Information given:
begin
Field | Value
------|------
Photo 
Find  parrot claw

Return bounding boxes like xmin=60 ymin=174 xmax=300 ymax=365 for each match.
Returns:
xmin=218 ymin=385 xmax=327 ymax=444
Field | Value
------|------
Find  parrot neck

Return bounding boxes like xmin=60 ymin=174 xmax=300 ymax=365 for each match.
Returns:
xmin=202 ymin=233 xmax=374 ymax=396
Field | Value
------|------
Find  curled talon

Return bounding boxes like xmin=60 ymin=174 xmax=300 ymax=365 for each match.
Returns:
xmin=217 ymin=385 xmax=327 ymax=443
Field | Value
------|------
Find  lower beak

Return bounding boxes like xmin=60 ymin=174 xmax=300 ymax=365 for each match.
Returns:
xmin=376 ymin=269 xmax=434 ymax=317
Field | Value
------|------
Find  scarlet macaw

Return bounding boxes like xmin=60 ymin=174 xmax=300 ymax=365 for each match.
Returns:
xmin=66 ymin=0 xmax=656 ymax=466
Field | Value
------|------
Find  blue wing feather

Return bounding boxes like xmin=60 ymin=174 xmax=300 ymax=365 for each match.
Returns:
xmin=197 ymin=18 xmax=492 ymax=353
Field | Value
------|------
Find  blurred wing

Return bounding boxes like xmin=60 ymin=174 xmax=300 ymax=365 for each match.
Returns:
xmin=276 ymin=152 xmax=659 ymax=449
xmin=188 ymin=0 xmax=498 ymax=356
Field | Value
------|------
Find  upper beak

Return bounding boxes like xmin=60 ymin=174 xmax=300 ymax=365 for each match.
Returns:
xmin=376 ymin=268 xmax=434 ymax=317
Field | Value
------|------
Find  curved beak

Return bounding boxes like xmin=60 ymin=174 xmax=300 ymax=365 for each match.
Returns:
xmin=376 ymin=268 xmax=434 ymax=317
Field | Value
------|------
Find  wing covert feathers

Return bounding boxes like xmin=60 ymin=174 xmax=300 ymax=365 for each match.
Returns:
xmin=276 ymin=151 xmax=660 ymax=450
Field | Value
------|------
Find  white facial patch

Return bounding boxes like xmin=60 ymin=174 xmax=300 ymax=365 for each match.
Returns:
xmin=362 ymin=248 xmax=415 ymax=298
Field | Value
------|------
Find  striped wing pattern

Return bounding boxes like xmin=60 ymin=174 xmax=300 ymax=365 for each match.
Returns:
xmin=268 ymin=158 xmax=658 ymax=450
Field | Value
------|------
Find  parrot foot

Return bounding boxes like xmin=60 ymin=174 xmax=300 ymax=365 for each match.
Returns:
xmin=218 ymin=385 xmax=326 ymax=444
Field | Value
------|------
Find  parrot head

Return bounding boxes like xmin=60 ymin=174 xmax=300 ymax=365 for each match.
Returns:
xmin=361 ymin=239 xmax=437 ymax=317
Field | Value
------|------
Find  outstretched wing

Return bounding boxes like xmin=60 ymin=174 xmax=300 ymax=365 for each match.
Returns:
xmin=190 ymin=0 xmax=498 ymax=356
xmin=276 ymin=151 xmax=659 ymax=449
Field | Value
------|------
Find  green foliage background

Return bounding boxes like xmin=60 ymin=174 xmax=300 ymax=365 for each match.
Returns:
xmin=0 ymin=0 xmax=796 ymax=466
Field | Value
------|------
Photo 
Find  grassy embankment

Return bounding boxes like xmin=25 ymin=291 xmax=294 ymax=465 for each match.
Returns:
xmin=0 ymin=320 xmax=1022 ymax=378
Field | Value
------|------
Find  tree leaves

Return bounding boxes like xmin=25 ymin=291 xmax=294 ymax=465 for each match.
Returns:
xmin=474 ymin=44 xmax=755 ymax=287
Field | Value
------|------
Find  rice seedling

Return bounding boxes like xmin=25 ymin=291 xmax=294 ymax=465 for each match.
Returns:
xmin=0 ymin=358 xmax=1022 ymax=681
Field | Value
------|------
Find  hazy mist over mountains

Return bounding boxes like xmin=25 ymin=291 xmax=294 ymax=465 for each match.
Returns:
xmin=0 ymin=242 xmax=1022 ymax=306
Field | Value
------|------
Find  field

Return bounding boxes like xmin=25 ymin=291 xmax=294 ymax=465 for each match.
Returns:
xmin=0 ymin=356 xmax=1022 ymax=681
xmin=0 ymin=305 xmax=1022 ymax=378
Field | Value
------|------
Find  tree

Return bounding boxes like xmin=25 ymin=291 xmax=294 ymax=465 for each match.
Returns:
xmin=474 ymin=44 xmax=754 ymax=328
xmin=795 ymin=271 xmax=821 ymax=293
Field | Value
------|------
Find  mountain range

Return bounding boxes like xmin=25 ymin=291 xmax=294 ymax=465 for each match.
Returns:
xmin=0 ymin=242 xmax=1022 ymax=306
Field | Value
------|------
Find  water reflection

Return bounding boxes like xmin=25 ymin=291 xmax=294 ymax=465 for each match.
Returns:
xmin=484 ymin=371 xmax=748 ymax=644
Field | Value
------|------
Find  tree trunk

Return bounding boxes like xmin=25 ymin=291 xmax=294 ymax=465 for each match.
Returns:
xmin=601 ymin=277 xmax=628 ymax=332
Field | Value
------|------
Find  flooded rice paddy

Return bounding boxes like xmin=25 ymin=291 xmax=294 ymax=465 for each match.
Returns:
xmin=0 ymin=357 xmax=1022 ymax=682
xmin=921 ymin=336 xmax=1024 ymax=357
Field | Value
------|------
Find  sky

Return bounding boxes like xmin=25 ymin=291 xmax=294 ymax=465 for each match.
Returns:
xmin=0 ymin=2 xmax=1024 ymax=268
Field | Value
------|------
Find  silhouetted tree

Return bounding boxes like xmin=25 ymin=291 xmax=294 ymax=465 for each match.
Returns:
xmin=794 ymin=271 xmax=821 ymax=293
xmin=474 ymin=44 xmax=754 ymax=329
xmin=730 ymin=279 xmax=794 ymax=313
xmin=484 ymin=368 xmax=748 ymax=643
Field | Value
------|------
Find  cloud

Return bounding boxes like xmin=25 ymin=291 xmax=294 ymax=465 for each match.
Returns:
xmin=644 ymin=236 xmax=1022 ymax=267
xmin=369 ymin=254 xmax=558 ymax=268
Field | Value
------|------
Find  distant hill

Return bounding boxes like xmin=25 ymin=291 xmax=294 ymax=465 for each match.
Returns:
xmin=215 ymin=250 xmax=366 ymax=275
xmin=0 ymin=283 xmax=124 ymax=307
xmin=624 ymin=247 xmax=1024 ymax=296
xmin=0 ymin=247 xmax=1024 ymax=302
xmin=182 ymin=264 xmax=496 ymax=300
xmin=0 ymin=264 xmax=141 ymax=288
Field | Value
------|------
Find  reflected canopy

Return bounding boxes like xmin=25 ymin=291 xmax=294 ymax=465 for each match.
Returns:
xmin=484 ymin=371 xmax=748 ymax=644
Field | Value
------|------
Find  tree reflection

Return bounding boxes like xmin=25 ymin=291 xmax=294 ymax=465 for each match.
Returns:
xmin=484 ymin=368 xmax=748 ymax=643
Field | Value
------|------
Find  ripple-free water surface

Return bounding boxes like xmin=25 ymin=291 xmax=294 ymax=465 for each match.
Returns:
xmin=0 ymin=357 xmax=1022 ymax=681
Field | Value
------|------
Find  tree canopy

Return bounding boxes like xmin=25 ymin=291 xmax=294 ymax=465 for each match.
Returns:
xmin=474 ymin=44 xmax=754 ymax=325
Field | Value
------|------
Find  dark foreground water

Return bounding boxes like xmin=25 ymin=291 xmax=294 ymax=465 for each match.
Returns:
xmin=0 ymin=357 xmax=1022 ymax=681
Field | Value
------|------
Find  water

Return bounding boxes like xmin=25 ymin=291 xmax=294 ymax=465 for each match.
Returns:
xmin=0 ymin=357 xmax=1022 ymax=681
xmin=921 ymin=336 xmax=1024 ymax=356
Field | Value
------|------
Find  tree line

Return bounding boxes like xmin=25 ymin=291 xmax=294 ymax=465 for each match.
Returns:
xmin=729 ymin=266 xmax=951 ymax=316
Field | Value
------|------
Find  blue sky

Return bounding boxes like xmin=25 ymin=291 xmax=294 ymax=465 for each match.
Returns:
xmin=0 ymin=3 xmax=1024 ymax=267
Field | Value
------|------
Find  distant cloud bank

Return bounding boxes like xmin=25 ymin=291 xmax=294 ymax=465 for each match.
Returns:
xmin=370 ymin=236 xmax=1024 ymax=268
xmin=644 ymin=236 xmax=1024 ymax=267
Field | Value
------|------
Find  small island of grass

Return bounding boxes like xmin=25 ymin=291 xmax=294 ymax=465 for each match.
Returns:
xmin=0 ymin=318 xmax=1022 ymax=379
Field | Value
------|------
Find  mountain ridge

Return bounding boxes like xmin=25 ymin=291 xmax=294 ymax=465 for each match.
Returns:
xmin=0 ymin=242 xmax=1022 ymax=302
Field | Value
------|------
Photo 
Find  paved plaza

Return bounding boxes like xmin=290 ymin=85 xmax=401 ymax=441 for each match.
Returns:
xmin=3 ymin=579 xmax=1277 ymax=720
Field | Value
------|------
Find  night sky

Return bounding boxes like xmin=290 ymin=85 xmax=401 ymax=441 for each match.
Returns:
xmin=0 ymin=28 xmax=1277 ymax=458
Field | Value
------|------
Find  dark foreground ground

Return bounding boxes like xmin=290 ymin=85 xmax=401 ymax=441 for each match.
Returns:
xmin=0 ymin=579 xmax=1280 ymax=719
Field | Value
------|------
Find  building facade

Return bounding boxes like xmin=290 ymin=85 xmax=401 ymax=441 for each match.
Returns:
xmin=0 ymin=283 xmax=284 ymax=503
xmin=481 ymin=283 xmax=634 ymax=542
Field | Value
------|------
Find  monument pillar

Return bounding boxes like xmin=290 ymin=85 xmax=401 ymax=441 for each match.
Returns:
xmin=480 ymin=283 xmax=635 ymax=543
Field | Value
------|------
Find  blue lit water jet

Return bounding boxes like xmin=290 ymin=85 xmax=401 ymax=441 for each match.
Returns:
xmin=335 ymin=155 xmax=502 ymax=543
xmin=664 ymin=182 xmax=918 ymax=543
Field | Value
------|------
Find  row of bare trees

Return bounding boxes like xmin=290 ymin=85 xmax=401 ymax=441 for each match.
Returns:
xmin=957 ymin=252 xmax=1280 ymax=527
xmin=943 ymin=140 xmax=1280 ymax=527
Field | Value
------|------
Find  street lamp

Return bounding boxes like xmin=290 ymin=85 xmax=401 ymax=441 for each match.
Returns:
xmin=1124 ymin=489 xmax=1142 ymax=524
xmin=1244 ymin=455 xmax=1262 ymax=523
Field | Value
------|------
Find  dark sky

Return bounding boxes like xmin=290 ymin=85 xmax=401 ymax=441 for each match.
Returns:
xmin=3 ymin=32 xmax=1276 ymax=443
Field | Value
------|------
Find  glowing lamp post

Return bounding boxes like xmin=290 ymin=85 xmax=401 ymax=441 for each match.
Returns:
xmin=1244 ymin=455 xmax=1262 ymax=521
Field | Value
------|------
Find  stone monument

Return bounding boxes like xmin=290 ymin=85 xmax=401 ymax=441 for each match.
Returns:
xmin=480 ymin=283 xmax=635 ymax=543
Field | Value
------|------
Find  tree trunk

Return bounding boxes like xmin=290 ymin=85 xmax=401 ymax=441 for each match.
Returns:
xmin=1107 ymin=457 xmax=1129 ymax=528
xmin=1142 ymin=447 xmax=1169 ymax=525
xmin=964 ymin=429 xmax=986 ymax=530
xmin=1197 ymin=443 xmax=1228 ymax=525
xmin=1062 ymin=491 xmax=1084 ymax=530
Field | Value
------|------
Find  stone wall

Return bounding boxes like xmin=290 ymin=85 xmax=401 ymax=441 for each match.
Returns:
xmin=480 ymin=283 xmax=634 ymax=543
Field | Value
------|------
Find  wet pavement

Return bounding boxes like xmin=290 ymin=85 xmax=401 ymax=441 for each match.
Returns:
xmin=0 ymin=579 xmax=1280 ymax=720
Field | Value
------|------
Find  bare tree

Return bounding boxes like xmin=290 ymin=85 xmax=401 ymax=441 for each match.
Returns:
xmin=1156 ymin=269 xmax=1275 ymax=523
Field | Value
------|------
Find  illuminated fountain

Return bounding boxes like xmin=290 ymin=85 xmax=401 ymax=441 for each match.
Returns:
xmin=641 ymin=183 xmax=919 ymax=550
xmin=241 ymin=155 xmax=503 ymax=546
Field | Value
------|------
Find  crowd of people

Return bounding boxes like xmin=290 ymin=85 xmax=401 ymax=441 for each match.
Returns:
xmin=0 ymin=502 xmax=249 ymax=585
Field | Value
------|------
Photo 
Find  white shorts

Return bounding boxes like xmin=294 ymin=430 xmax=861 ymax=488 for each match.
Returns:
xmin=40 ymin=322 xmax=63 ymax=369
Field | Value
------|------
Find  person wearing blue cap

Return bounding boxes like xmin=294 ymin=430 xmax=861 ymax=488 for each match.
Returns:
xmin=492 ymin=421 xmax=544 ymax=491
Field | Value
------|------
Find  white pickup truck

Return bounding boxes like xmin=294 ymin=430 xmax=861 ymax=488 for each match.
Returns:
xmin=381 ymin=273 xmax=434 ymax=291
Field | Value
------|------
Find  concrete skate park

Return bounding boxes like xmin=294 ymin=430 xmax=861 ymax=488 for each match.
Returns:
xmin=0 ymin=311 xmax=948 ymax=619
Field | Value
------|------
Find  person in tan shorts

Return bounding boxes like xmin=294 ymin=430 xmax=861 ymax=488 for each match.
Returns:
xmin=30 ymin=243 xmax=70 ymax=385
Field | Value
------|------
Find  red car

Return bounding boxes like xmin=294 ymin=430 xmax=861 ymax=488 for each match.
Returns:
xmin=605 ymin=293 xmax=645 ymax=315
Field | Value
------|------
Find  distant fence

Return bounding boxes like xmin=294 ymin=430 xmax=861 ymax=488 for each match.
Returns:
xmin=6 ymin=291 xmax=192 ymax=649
end
Stated problem: Gather every line of the items above that contains the word "parrot", matching case exactly.

Result for this task:
Find  parrot claw
Find  parrot neck
Find  parrot foot
Find  parrot head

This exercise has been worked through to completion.